Location labeling records
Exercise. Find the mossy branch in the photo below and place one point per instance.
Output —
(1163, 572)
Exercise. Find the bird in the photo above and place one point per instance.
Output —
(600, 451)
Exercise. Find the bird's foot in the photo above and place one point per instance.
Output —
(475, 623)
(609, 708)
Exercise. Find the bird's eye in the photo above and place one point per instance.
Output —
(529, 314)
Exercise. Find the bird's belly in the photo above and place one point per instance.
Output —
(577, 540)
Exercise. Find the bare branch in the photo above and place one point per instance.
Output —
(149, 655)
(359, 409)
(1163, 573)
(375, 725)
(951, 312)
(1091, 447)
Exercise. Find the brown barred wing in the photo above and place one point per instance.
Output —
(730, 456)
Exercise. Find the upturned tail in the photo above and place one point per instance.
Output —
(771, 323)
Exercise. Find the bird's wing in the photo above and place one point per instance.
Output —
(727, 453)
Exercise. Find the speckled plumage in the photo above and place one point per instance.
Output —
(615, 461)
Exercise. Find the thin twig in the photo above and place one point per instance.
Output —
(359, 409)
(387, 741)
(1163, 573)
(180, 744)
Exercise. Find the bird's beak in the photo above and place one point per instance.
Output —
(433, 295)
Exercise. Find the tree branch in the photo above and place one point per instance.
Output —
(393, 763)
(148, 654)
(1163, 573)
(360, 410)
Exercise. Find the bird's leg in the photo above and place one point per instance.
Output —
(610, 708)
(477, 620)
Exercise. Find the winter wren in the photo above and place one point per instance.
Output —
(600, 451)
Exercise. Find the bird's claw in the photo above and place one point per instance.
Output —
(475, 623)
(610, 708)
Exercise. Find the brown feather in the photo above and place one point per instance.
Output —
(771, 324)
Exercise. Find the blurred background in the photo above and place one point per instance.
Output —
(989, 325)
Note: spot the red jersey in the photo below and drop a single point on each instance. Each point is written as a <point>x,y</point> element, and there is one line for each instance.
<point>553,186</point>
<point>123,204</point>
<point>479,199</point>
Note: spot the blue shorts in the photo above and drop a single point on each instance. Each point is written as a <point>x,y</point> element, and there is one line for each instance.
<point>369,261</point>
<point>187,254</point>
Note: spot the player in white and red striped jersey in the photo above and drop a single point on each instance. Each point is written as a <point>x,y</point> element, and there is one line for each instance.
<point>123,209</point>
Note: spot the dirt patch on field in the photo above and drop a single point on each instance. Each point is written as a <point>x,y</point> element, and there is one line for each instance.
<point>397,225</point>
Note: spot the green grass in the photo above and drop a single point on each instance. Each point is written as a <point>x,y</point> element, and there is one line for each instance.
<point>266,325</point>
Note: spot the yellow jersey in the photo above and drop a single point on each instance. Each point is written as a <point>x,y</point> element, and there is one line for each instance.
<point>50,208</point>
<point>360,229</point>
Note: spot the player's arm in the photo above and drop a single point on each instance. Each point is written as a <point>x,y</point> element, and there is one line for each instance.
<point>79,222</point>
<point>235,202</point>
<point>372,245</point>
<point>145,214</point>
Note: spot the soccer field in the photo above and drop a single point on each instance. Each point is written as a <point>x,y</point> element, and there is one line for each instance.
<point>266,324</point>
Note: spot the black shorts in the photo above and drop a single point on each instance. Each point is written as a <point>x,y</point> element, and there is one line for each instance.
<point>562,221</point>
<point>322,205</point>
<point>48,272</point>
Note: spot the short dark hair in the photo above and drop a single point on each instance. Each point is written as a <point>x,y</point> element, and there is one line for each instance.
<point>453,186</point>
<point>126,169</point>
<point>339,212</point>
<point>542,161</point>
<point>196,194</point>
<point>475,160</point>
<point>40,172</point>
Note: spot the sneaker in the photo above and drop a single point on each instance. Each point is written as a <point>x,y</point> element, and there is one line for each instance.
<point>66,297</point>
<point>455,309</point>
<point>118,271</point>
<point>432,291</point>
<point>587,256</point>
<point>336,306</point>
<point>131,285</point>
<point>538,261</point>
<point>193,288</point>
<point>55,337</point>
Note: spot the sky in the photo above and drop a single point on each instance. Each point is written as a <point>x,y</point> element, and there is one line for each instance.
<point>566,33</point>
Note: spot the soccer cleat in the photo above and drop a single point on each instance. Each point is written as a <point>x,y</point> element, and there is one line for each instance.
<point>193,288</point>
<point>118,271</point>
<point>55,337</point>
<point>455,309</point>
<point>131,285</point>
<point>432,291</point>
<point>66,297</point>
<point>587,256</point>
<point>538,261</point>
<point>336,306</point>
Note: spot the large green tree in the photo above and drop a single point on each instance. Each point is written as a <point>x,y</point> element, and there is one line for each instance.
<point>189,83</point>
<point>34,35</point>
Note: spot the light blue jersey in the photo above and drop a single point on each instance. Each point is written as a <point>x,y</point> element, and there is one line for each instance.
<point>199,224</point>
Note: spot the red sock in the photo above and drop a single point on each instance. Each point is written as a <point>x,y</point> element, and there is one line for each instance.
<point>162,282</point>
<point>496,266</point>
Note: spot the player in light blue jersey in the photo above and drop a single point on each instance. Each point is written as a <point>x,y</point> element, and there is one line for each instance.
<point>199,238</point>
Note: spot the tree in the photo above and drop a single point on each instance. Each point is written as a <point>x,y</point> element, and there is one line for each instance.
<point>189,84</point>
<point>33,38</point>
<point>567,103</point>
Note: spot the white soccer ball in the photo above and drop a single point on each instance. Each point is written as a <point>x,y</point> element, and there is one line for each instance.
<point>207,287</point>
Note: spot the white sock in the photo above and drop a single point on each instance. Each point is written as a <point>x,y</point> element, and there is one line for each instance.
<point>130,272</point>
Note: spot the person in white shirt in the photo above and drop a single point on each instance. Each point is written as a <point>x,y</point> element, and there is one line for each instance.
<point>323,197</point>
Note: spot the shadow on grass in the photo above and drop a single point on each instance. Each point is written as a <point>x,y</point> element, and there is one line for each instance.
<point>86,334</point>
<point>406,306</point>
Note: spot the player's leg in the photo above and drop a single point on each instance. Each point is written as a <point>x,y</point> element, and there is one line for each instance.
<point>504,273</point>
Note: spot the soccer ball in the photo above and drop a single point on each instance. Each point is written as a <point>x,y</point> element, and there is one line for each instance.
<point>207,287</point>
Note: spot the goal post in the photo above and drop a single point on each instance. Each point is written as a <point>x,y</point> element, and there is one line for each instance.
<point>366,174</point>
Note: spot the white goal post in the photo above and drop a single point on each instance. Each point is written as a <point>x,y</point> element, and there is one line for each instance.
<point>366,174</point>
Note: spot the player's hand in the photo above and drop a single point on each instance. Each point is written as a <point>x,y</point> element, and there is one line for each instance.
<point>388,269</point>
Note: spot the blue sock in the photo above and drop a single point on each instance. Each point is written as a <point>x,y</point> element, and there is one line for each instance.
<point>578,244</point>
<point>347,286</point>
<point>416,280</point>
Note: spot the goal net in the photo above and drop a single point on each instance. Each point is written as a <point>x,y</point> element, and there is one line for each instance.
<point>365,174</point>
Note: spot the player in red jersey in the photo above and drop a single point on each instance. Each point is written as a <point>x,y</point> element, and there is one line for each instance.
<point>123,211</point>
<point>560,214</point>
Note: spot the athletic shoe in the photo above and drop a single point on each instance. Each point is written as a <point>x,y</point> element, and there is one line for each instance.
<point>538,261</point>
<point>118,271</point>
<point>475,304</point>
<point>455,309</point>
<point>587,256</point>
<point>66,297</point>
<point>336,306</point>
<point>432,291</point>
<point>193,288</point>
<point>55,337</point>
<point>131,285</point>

• EXERCISE AIM:
Reproduce all of the records above word for word, changing nothing.

• ANSWER BELOW:
Exercise. Find the mossy branch in the photo below and place one point per instance.
Output —
(1163, 572)
Exercise. Find the bird in the photo above and place one point per instance.
Output —
(600, 451)
Exercise. Find the bird's foot in the photo above and place one point per instance.
Output —
(475, 623)
(609, 708)
Exercise. Find the bird's eye in the photo above and place one point per instance.
Output —
(529, 314)
Exercise. Find the bird's belly in the photo above and place one point per instance.
Output —
(577, 540)
Exercise. Find the bare branch in the photo above and place one point per instance.
Output —
(149, 655)
(359, 409)
(1163, 573)
(375, 725)
(951, 312)
(1091, 447)
Exercise. Find the brown barred wing in the photo above and place one point per instance.
Output —
(730, 456)
Exercise. Find the upturned tail in the photo above and place one point per instance.
Output —
(771, 323)
Exercise. Find the bird's wing in the photo above and place one point per instance.
Output —
(727, 453)
Exercise. Find the speckled plumage in the photo above and place one point per instance.
Output —
(615, 461)
Exercise. Find the thin twig in the photo above and place one point per instance.
Output —
(359, 409)
(387, 741)
(1163, 573)
(180, 744)
Exercise. Find the bird's beak in the photo above and place one point per instance.
Output —
(433, 295)
Exercise. Find the tree branch in the photo above and place one point per instance.
Output —
(393, 763)
(148, 654)
(1163, 573)
(360, 410)
Exercise. Find the bird's leg in the photo above and place one point per instance.
Output —
(610, 708)
(477, 620)
Exercise. Find the winter wren in the photo above and place one point per instance.
Output —
(600, 451)
Exercise. Find the bird's claw in the photo above and place one point per instance.
Output —
(475, 623)
(610, 708)
Exercise. Find the brown feather in the photo above and place one point per instance.
Output —
(771, 324)
Exercise. Find the blurred background in the photo above and place one point per instance.
Output —
(989, 325)
Note: spot the red jersey in the photo below and drop a single point on each instance. Each point is written as a <point>x,y</point> element, and there is one line for each instance.
<point>553,186</point>
<point>123,204</point>
<point>479,199</point>
Note: spot the blue shorts in the photo above and drop a single point on each instance. Each point is written as a <point>x,y</point> element, and there is one line for each instance.
<point>369,261</point>
<point>187,254</point>
Note: spot the player in white and red striped jersey in the photo above and drop a single point on each instance. Each point is written as a <point>x,y</point> element, and there is one line for each instance.
<point>123,209</point>
Note: spot the dirt patch on field in the photo above and drop a single point on each instance. Each point is written as a <point>x,y</point> element, and there is one line for each instance.
<point>397,225</point>
Note: spot the green grass in the photo above and drop a single point on each instance. Each point is written as a <point>x,y</point> element, and there is one line for each instance.
<point>266,325</point>
Note: spot the yellow jersey in the photo above and drop a single point on each instance. Each point is written as a <point>x,y</point> element, and there is one line for each instance.
<point>50,208</point>
<point>360,229</point>
Note: spot the player's arm in the photo above and drop a single point on each instance. Each point is written as a <point>x,y</point> element, and there is one line for each instance.
<point>79,222</point>
<point>235,202</point>
<point>372,245</point>
<point>145,214</point>
Note: spot the soccer field in the photo above and drop a single point on each instance. Each point is written as a <point>x,y</point> element, and there is one line for each instance.
<point>266,324</point>
Note: spot the black shorts in the photo above and drop a single point on each instance. Each point is written as a <point>x,y</point> element, and there is one line for each instance.
<point>562,221</point>
<point>322,205</point>
<point>48,272</point>
Note: spot the short dark hair in the photo above and drop a single point on each instance. Each point is written as a <point>x,y</point> element, and there is one line for each instance.
<point>453,186</point>
<point>126,169</point>
<point>339,212</point>
<point>542,161</point>
<point>196,194</point>
<point>475,160</point>
<point>40,172</point>
Note: spot the sneaker in the photo above and drop a single point on each instance. Each point is written as a <point>x,y</point> element, and there is one line for each instance.
<point>66,297</point>
<point>455,309</point>
<point>118,271</point>
<point>432,291</point>
<point>587,256</point>
<point>336,306</point>
<point>131,285</point>
<point>538,261</point>
<point>193,288</point>
<point>55,337</point>
Note: spot the sky in the photo above and drop a single point on each instance. Each point is written as a <point>x,y</point> element, and there is one line for each instance.
<point>566,33</point>
Note: spot the soccer cleat in the photo above and drop a single point on each instance. Each point is written as a <point>x,y</point> element, and there is one line for each instance.
<point>193,288</point>
<point>118,271</point>
<point>55,337</point>
<point>455,309</point>
<point>131,285</point>
<point>432,291</point>
<point>66,297</point>
<point>587,256</point>
<point>538,261</point>
<point>336,306</point>
Note: spot the large green tree in the photo above and drop a single point on each instance. Each point is written as a <point>x,y</point> element, and there is one line for each instance.
<point>189,83</point>
<point>34,35</point>
Note: spot the light blue jersey in the photo above and drop a single point on each instance. Each point is written as a <point>x,y</point> element, and there is one line for each instance.
<point>199,224</point>
Note: spot the red sock in the photo above and drop a single point on each instance. Each point is written as a <point>x,y</point> element, and there is one line for each instance.
<point>162,282</point>
<point>496,266</point>
Note: spot the player in light blue jersey in the photo above and drop a single point on each instance. Each point is written as a <point>x,y</point> element, and there is one line for each instance.
<point>199,238</point>
Note: spot the tree in the photo above and drop a single point on each instance. Each point is written as a <point>x,y</point> element, and there is one line for each instance.
<point>189,84</point>
<point>33,38</point>
<point>567,103</point>
Note: spot the white soccer ball in the photo above and drop a single point on each instance. Each point is written as a <point>x,y</point> element, and there is one line for each instance.
<point>207,287</point>
Note: spot the white sock in the photo above and drop a single point on each instance. Each point is written as a <point>x,y</point> element, and there is one line for each instance.
<point>130,272</point>
Note: spot the person in white shirt in the photo above and drop a single point on each instance. Each point is written as a <point>x,y</point> element, and there is one line for each instance.
<point>323,197</point>
Note: spot the shadow on grass in the photo above and drop a single point on each instance. Each point is written as a <point>x,y</point> element, and there is one line for each instance.
<point>86,334</point>
<point>406,306</point>
Note: spot the player's leg in the photo above and drop a single point on each instance. Each point is written as a <point>x,y</point> element, and there is one line for each instance.
<point>504,273</point>
Note: spot the soccer ball in the photo above and drop a single point on each instance. Each point is written as a <point>x,y</point> element, and there is one line for each instance.
<point>207,287</point>
Note: spot the goal post in the photo above and drop a single point on each instance. Each point is written as a <point>x,y</point> element, and there is one line for each instance.
<point>366,174</point>
Note: spot the white goal post in the photo above and drop a single point on each instance. Each point is written as a <point>x,y</point> element, and there is one line for each instance.
<point>366,174</point>
Note: spot the player's hand in the photo above and drop a single point on each instance. Each point is written as a <point>x,y</point> element, and there is one line for each instance.
<point>388,269</point>
Note: spot the blue sock in the photo above and drop a single point on each instance. Each point is written as a <point>x,y</point> element, and there is one line for each instance.
<point>578,244</point>
<point>347,286</point>
<point>416,280</point>
Note: spot the goal net in the photo above and drop a single point on each instance. Each point is written as a <point>x,y</point> element, and there is one line for each instance.
<point>365,174</point>
Note: spot the player in red jersey in the photo above and drop a single point on each instance. Each point is written as a <point>x,y</point> element, and there is one line for each instance.
<point>123,211</point>
<point>560,214</point>
Note: spot the athletic shoe in the photo above and drop a single point on each instance. Each point is written as a <point>x,y</point> element, and there is one line for each instance.
<point>538,261</point>
<point>118,271</point>
<point>475,304</point>
<point>455,309</point>
<point>587,256</point>
<point>66,297</point>
<point>336,306</point>
<point>432,291</point>
<point>193,288</point>
<point>55,337</point>
<point>131,285</point>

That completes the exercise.